→ SUPPLIED PASSAGE:
= = =

# Sanders that attach to a vaccuum



## Furniturebldr (Feb 17, 2009)

Are there any quality, not over the top priced sanders that hook up to a shop vac? Who's do you recommend and why? Are any of them at Menards, Home Depot or Lowes a good quality?

My wife use to date a professional painter for several years and his opinion was that none of them work well and they're a waste of money.

What do you all think?

Thanks!


----------



## [email protected] (Dec 23, 2008)

A previous thread discusses this, but yes the Porter cable is the best one.


----------



## Whitey97 (Jan 27, 2009)

I've got a few p/c's Love it, wouldn't go without it, use that, then a fine sponge with a light. Any of the other one's are just a joke.


----------



## Custom Drywall Svc. (Oct 31, 2008)

yea, i dont have one of these.

wondered about them though......ive had several remodeling jobs in the past where they would of come very much in handy.


----------



## Whitey97 (Jan 27, 2009)

it's worth it. I've had times when they were down, one for this, one for that and one at the repair shop. When you're busting nuts, with a pole sander, those are the times you're like....wtf am I doing all this work for?


----------



## [email protected] (Dec 23, 2008)

Everybody I knew using them bags on the HEPA vac burning up but we use an old Craftsman(Sears) with the dust bags (Available just about everywhere now). Maybe not as high-performance as a HEPA but dang sight cheaper. And I sure like how much easier it is to lift the bag out and toss in the dumpster than dumping the canister(cough, cough).


----------



## Muddauber (Jan 26, 2008)

= = =

→ PROBLEMS TO SOLVE:
A – Summarize the sander thread in two sentences.
B – From the sander thread, output the passage that begins at the words "it's worth it." and stops after "this work for?".
The rows are separate material with no connection to the sander thread.

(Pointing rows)
= = =

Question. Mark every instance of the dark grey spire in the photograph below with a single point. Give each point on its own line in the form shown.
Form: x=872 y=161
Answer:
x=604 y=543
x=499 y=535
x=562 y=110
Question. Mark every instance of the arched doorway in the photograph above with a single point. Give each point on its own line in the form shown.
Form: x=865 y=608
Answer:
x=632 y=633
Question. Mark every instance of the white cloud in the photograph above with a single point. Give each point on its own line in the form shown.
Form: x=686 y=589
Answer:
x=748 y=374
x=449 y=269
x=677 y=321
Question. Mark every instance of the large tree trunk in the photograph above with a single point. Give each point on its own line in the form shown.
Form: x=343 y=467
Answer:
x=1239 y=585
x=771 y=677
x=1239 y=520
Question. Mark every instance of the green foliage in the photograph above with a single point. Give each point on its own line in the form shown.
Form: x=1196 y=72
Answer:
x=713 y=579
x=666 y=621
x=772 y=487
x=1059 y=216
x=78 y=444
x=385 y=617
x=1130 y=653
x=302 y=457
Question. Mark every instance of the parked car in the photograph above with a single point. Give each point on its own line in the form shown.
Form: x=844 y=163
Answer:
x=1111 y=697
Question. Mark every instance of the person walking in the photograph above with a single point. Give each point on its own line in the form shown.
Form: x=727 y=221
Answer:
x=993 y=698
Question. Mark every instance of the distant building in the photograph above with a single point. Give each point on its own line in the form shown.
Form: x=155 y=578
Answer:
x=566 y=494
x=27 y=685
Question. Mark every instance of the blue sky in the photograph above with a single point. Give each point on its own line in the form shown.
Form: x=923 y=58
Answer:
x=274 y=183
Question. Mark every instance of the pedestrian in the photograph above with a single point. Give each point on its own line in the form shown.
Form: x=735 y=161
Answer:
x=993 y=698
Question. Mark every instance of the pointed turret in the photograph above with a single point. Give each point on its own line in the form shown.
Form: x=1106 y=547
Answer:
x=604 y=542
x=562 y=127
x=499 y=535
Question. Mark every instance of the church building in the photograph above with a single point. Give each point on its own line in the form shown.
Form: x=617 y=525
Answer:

= = =

→ FINAL RESULTS:
A – A poster asks which reasonably priced sanders that hook up to a shop vac are worth buying, mentioning a professional painter's view that none of them work well and that they are a waste of money. Replies name the Porter Cable as the best and call the others a joke, and one poster describes using an old Craftsman vacuum with dust bags as a much cheaper option than a HEPA vac.

B –
it's worth it. I've had times when they were down, one for this, one for that and one at the repair shop. When you're busting nuts, with a pole sander, those are the times you're like....wtf am I doing all this work for?